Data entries

★ ★ ★ ★ ★

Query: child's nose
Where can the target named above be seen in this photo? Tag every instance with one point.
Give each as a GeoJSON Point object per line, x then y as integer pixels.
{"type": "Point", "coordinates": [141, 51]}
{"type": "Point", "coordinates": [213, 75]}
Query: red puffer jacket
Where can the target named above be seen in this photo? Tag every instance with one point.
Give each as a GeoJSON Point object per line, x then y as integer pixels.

★ ★ ★ ★ ★

EXERCISE INSTRUCTIONS: Rewrite the data above as a numbered list, one line per item, omitting any blank lines.

RESPONSE:
1. Query: child's nose
2. Where can the target named above be seen in this photo? Tag every instance with one point.
3. Give each as a GeoJSON Point object per line, x then y as integer pixels.
4. {"type": "Point", "coordinates": [141, 51]}
5. {"type": "Point", "coordinates": [213, 75]}
6. Query: red puffer jacket
7. Where can the target named above be seen in this photo? Tag every instance with one point.
8. Give each as a GeoJSON Point object per line, x then y as integer pixels.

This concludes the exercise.